# [Input]

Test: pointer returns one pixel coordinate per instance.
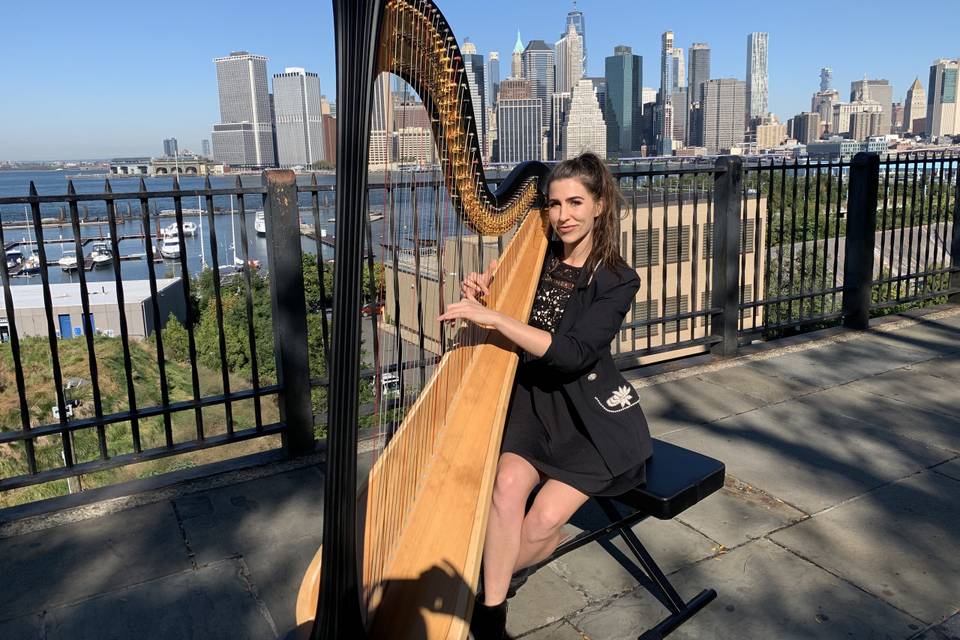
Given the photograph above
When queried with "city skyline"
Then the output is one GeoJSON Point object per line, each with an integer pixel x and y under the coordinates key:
{"type": "Point", "coordinates": [129, 104]}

# [Problem statement]
Set the material down exactly, images excluded.

# [Exercise response]
Test: pointer returns one pixel coordinate per instance.
Given the photograph above
When queried with "city skyline"
Then the output is one GeoJSON Point object per line, each with an integer pixel x and y under the coordinates key:
{"type": "Point", "coordinates": [129, 104]}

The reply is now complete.